THE TASK:
Transcribe, word for word, the line containing "Task: pick out framed" and each line following it through the end of the listing below. Omit all other lines.

RECORDS FOR PROCESSING:
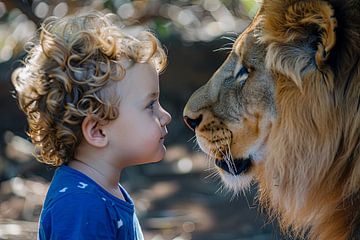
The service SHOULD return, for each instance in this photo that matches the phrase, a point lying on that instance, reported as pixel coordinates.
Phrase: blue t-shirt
(78, 208)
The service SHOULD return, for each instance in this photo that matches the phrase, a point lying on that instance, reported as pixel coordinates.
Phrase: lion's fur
(313, 180)
(310, 177)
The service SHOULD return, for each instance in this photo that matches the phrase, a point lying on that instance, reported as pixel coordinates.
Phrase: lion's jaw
(236, 171)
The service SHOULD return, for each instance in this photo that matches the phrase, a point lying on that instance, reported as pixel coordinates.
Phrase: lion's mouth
(236, 167)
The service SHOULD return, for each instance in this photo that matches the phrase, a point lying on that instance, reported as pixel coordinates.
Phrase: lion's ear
(301, 35)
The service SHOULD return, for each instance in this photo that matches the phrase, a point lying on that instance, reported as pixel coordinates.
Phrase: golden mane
(311, 177)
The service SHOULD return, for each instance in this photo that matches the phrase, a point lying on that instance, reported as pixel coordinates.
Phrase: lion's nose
(192, 123)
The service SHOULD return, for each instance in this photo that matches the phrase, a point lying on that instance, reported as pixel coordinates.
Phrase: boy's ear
(301, 36)
(93, 132)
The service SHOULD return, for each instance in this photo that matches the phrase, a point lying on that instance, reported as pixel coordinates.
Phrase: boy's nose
(192, 123)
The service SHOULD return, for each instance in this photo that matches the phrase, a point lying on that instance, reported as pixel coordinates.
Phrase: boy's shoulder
(71, 187)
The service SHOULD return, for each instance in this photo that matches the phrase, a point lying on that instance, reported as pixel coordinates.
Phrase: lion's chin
(236, 183)
(236, 167)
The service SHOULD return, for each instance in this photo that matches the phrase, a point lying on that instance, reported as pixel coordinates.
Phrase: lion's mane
(311, 177)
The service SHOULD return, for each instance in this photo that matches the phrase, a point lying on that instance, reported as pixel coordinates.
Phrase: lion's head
(284, 108)
(233, 112)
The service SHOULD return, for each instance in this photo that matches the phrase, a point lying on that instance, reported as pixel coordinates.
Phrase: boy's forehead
(140, 80)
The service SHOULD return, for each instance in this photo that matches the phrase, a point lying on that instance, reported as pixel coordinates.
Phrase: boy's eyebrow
(152, 95)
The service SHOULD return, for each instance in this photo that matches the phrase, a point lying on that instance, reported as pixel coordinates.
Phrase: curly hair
(67, 75)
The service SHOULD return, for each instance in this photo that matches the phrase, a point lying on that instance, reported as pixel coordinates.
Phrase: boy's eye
(151, 105)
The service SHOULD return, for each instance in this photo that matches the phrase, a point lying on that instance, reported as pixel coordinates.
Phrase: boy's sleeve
(82, 217)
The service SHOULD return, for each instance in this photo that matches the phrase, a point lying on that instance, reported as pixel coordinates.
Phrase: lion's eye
(242, 74)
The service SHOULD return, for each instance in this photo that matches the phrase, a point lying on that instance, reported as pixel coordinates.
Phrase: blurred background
(178, 198)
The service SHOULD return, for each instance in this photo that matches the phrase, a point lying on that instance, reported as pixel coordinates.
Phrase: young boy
(90, 93)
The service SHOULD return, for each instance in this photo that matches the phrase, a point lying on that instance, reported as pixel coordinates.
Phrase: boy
(91, 97)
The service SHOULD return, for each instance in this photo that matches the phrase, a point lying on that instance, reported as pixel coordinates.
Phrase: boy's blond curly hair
(67, 74)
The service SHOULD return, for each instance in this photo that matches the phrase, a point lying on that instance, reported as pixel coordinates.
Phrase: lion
(284, 110)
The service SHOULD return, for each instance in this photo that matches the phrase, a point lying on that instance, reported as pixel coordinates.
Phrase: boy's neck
(102, 173)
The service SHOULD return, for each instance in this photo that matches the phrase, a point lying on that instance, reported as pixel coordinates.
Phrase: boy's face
(137, 135)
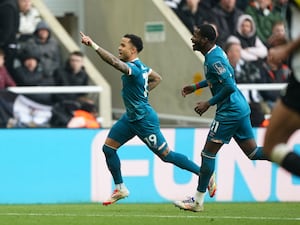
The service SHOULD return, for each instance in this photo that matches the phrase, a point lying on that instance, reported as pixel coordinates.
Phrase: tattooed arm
(105, 55)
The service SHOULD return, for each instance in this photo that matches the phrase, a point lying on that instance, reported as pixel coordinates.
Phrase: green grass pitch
(144, 214)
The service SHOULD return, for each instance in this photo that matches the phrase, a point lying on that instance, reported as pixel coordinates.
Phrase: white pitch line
(151, 216)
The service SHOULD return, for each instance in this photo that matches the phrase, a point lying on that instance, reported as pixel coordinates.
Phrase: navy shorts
(223, 131)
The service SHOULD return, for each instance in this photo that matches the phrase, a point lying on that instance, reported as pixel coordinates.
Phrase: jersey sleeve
(133, 69)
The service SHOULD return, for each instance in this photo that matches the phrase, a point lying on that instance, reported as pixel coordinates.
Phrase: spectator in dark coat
(9, 25)
(30, 73)
(193, 14)
(5, 78)
(48, 47)
(72, 74)
(226, 15)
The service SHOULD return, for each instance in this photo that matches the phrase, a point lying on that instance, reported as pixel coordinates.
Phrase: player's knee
(168, 157)
(108, 151)
(257, 154)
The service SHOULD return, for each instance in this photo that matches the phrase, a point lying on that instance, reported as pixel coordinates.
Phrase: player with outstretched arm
(140, 119)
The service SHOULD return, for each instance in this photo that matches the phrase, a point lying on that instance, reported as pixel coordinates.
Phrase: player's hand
(86, 39)
(201, 107)
(187, 90)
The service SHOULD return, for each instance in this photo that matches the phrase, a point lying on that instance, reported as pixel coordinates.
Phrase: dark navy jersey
(219, 73)
(135, 90)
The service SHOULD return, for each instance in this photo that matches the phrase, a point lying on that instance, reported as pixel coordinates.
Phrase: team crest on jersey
(219, 68)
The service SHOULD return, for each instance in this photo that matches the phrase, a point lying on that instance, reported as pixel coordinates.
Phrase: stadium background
(67, 166)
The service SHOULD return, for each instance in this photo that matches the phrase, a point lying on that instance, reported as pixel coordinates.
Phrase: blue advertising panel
(68, 165)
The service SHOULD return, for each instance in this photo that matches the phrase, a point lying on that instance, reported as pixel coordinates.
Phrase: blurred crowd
(30, 55)
(246, 30)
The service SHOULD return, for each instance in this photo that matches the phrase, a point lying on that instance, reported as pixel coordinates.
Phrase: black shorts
(291, 96)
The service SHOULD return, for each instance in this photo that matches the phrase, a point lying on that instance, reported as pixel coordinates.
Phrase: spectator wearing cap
(72, 74)
(29, 18)
(48, 47)
(9, 24)
(30, 73)
(5, 78)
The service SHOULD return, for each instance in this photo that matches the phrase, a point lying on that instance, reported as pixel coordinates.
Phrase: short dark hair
(208, 31)
(136, 41)
(77, 53)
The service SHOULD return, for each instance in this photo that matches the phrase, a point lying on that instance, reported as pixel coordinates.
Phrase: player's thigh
(244, 136)
(222, 131)
(120, 133)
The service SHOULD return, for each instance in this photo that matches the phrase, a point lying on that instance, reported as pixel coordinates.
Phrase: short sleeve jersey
(220, 73)
(135, 90)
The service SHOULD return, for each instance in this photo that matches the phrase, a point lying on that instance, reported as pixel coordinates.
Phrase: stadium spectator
(9, 24)
(72, 74)
(29, 18)
(226, 16)
(278, 36)
(285, 119)
(30, 73)
(48, 47)
(192, 14)
(253, 50)
(273, 72)
(173, 4)
(5, 78)
(264, 18)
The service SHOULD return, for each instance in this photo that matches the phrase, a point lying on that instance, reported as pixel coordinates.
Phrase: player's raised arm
(104, 54)
(153, 80)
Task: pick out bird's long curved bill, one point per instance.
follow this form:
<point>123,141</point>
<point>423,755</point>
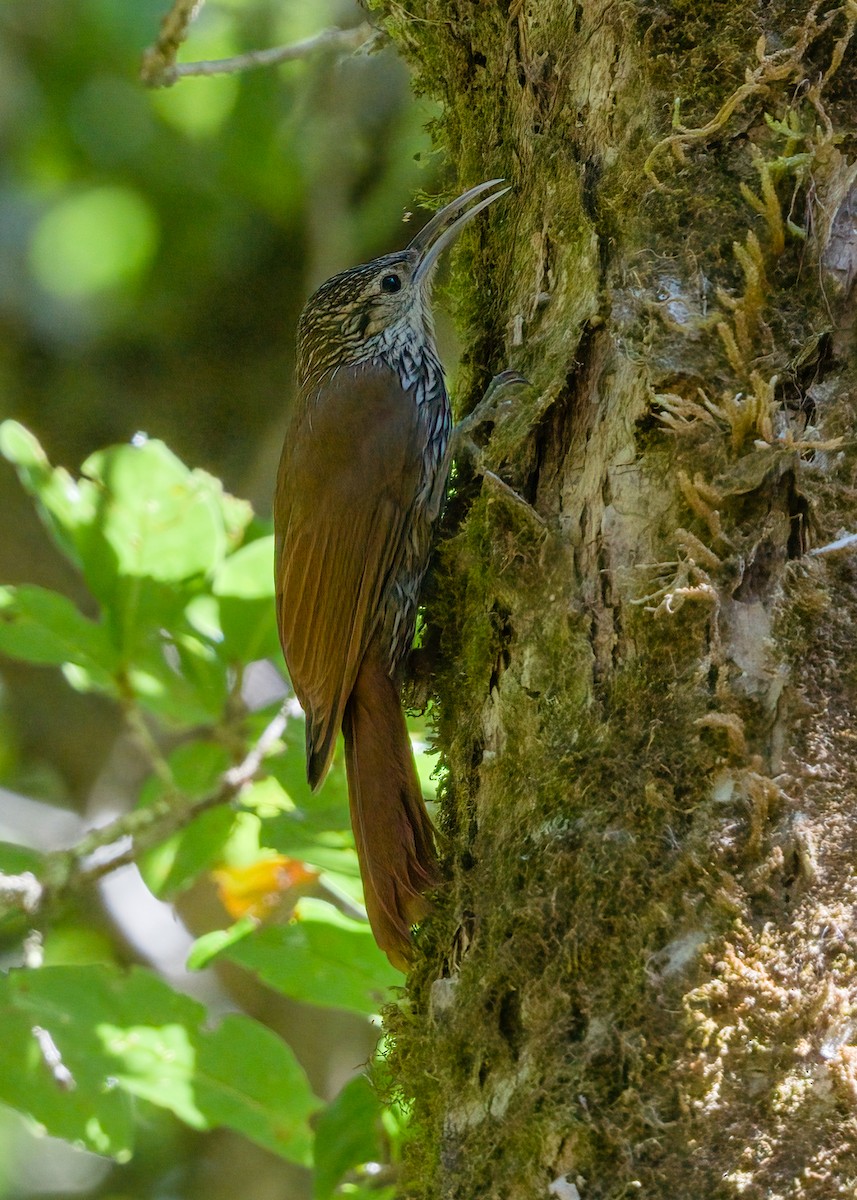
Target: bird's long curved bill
<point>444,226</point>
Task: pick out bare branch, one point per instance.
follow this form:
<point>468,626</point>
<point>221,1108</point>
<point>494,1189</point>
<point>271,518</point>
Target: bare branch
<point>167,73</point>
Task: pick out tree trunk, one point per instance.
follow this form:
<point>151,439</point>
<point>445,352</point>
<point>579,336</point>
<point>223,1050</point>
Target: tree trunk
<point>642,976</point>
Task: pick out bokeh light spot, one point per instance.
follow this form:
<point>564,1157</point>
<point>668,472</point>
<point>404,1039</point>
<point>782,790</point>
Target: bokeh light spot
<point>94,240</point>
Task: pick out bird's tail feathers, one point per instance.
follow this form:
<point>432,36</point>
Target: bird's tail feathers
<point>393,831</point>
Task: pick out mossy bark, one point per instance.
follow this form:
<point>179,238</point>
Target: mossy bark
<point>642,976</point>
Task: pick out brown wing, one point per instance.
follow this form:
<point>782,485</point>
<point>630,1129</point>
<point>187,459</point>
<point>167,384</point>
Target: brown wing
<point>348,478</point>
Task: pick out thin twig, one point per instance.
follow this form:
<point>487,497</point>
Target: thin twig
<point>129,835</point>
<point>341,39</point>
<point>160,58</point>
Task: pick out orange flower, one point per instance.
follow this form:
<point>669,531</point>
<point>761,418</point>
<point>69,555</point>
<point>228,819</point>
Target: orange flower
<point>262,887</point>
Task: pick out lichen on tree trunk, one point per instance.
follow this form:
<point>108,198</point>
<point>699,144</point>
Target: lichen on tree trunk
<point>641,975</point>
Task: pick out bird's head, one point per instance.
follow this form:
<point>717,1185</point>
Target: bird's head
<point>375,309</point>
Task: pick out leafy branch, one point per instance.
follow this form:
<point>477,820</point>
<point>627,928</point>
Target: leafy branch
<point>127,837</point>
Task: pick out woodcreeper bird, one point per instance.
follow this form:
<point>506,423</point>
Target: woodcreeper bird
<point>361,483</point>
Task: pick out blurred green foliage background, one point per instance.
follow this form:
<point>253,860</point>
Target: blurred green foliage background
<point>155,251</point>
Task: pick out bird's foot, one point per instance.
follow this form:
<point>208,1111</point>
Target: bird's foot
<point>498,396</point>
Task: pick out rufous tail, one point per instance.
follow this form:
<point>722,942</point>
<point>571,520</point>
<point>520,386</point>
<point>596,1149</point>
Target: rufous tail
<point>393,831</point>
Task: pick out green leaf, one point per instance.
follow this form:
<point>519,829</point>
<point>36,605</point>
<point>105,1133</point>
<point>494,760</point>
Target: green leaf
<point>107,1036</point>
<point>321,958</point>
<point>16,859</point>
<point>244,586</point>
<point>66,507</point>
<point>347,1135</point>
<point>209,946</point>
<point>45,627</point>
<point>271,1103</point>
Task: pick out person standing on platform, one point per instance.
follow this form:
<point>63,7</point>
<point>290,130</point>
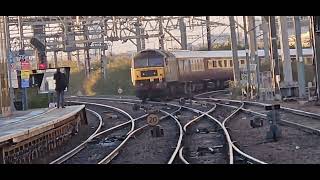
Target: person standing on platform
<point>61,85</point>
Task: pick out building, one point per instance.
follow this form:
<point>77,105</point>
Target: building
<point>4,86</point>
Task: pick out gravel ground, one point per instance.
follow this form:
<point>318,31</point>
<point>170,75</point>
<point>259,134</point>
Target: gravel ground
<point>84,132</point>
<point>145,149</point>
<point>98,148</point>
<point>196,144</point>
<point>222,112</point>
<point>295,146</point>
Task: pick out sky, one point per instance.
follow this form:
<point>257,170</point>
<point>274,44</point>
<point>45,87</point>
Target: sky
<point>194,36</point>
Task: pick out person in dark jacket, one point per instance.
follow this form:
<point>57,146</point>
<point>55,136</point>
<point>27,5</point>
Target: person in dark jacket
<point>61,85</point>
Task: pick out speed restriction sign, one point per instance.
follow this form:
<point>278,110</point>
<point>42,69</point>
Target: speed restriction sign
<point>153,119</point>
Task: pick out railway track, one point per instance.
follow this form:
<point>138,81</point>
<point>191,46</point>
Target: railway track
<point>299,141</point>
<point>84,152</point>
<point>132,133</point>
<point>200,114</point>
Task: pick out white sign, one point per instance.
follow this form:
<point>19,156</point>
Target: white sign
<point>153,119</point>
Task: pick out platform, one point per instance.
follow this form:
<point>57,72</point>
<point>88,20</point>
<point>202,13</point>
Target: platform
<point>22,125</point>
<point>28,135</point>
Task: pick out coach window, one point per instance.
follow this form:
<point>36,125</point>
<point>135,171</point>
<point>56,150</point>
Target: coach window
<point>214,63</point>
<point>210,65</point>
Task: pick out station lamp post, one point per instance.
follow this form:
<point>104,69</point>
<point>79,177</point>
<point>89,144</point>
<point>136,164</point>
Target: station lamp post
<point>5,103</point>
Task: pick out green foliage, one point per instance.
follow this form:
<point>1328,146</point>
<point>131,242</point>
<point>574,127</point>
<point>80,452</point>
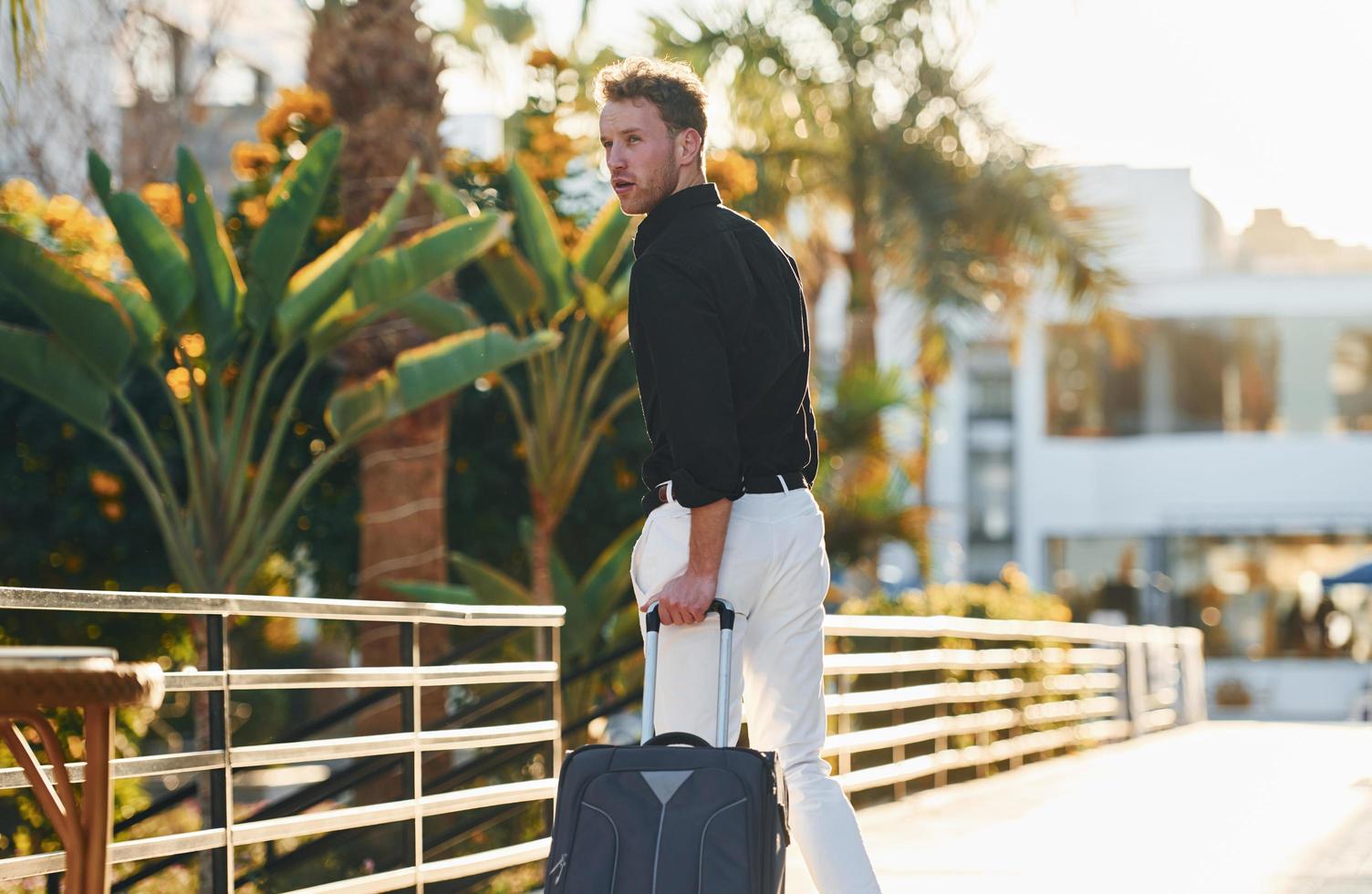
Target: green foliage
<point>557,409</point>
<point>218,524</point>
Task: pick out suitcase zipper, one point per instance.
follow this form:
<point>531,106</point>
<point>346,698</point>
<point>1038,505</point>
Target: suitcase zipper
<point>558,868</point>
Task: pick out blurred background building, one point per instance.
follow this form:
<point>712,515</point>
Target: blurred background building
<point>1208,469</point>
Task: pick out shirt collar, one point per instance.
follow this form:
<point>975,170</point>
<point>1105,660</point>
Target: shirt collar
<point>669,210</point>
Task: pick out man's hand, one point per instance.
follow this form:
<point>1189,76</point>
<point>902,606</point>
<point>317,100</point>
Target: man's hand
<point>685,599</point>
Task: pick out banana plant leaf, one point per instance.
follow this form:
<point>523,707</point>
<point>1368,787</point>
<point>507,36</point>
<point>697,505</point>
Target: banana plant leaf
<point>294,203</point>
<point>218,283</point>
<point>434,591</point>
<point>394,275</point>
<point>84,314</point>
<point>44,368</point>
<point>516,284</point>
<point>490,585</point>
<point>601,593</point>
<point>147,324</point>
<point>316,286</point>
<point>536,234</point>
<point>601,247</point>
<point>157,255</point>
<point>427,373</point>
<point>438,316</point>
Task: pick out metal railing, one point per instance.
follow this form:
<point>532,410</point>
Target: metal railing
<point>220,681</point>
<point>912,698</point>
<point>1034,687</point>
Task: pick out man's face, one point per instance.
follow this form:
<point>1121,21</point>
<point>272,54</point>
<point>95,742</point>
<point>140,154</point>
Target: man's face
<point>639,152</point>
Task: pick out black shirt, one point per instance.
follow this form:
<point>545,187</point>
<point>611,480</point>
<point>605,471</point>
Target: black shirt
<point>716,322</point>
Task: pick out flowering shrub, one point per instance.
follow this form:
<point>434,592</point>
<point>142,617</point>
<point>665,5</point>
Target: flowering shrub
<point>65,226</point>
<point>283,132</point>
<point>1012,598</point>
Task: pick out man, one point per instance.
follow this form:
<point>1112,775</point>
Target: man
<point>721,343</point>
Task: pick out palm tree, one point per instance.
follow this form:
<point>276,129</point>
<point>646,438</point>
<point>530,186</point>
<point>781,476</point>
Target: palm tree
<point>25,32</point>
<point>583,294</point>
<point>383,84</point>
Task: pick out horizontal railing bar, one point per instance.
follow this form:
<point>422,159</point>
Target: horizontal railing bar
<point>972,755</point>
<point>1165,697</point>
<point>918,731</point>
<point>966,660</point>
<point>961,692</point>
<point>1053,712</point>
<point>120,852</point>
<point>359,678</point>
<point>193,681</point>
<point>279,607</point>
<point>486,861</point>
<point>1080,681</point>
<point>320,822</point>
<point>489,736</point>
<point>340,819</point>
<point>923,694</point>
<point>987,629</point>
<point>378,883</point>
<point>489,795</point>
<point>1159,719</point>
<point>127,766</point>
<point>391,743</point>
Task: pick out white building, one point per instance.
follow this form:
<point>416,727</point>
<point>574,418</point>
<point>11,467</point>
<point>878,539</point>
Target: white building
<point>1200,482</point>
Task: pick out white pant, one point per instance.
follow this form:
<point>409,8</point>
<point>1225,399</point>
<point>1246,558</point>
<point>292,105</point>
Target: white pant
<point>775,574</point>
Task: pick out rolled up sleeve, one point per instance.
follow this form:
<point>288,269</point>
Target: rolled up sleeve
<point>683,337</point>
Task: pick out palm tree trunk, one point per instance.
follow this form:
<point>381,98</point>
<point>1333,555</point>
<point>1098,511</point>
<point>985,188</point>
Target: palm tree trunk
<point>402,526</point>
<point>923,550</point>
<point>862,297</point>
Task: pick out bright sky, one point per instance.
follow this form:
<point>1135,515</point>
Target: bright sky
<point>1265,100</point>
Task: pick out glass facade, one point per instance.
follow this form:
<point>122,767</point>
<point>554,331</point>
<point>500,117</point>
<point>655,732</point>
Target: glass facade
<point>1252,596</point>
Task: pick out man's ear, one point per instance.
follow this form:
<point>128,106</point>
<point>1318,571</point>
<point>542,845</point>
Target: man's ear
<point>689,147</point>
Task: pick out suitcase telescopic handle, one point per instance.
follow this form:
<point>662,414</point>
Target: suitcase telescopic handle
<point>726,648</point>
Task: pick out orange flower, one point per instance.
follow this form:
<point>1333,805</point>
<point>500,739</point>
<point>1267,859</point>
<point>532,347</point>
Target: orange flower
<point>165,201</point>
<point>251,161</point>
<point>274,124</point>
<point>734,174</point>
<point>310,104</point>
<point>541,57</point>
<point>254,212</point>
<point>60,209</point>
<point>21,196</point>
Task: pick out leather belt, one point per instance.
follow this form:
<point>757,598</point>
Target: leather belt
<point>759,484</point>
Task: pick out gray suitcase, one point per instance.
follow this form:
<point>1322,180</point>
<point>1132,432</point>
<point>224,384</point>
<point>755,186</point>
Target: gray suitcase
<point>655,819</point>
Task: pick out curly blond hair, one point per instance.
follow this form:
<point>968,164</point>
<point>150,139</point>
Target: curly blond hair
<point>670,85</point>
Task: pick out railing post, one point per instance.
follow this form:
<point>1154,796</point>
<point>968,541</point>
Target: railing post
<point>1191,648</point>
<point>411,720</point>
<point>940,744</point>
<point>220,780</point>
<point>556,648</point>
<point>1018,702</point>
<point>1135,681</point>
<point>846,758</point>
<point>898,752</point>
<point>555,697</point>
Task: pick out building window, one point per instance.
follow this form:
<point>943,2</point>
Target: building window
<point>1350,378</point>
<point>1222,375</point>
<point>991,496</point>
<point>1091,391</point>
<point>990,381</point>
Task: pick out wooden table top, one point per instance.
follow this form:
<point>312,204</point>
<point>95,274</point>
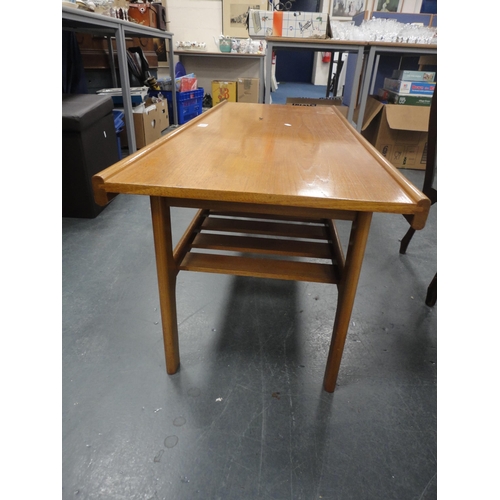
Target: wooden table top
<point>274,155</point>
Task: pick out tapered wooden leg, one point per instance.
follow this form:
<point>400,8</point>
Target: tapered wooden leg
<point>347,292</point>
<point>167,276</point>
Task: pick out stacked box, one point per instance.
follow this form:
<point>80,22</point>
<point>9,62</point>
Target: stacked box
<point>409,87</point>
<point>223,91</point>
<point>412,100</point>
<point>414,76</point>
<point>248,90</point>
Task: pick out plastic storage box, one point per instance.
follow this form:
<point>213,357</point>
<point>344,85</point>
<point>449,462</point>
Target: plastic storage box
<point>189,104</point>
<point>88,146</point>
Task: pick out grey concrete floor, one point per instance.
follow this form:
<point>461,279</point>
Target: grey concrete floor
<point>246,416</point>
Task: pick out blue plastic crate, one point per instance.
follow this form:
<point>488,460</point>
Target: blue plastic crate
<point>118,117</point>
<point>189,104</point>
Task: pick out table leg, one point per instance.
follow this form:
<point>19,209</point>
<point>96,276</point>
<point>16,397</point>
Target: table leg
<point>347,292</point>
<point>167,276</point>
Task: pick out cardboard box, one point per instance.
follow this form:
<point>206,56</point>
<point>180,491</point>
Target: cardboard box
<point>290,24</point>
<point>223,91</point>
<point>404,87</point>
<point>150,119</point>
<point>404,99</point>
<point>414,76</point>
<point>398,132</point>
<point>247,90</point>
<point>308,101</point>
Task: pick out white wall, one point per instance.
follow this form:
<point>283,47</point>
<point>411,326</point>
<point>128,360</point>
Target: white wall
<point>201,21</point>
<point>195,20</point>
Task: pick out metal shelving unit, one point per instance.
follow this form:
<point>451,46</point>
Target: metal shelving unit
<point>88,22</point>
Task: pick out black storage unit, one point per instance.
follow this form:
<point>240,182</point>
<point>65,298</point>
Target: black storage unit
<point>89,145</point>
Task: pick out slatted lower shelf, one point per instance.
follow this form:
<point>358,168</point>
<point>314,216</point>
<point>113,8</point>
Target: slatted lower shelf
<point>290,250</point>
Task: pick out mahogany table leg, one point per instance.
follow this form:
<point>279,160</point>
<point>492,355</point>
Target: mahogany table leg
<point>167,276</point>
<point>347,292</point>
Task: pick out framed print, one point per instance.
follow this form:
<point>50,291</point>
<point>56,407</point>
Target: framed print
<point>234,16</point>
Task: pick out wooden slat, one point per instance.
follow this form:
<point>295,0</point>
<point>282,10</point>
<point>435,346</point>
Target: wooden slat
<point>260,268</point>
<point>267,228</point>
<point>184,243</point>
<point>310,249</point>
<point>271,216</point>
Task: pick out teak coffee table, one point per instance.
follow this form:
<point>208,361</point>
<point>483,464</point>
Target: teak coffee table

FINISHED TASK:
Task: pick out framed print, one point per instance.
follow this form:
<point>50,291</point>
<point>56,407</point>
Target: framed print
<point>234,16</point>
Task: pick out wooden slat, one point per instance.
follow this form:
<point>295,0</point>
<point>282,10</point>
<point>435,346</point>
Target: wooden slat
<point>260,268</point>
<point>267,228</point>
<point>184,243</point>
<point>310,249</point>
<point>271,216</point>
Task: pick out teak coffee table, one point per instance.
follow this form:
<point>208,361</point>
<point>483,464</point>
Target: teak coffee table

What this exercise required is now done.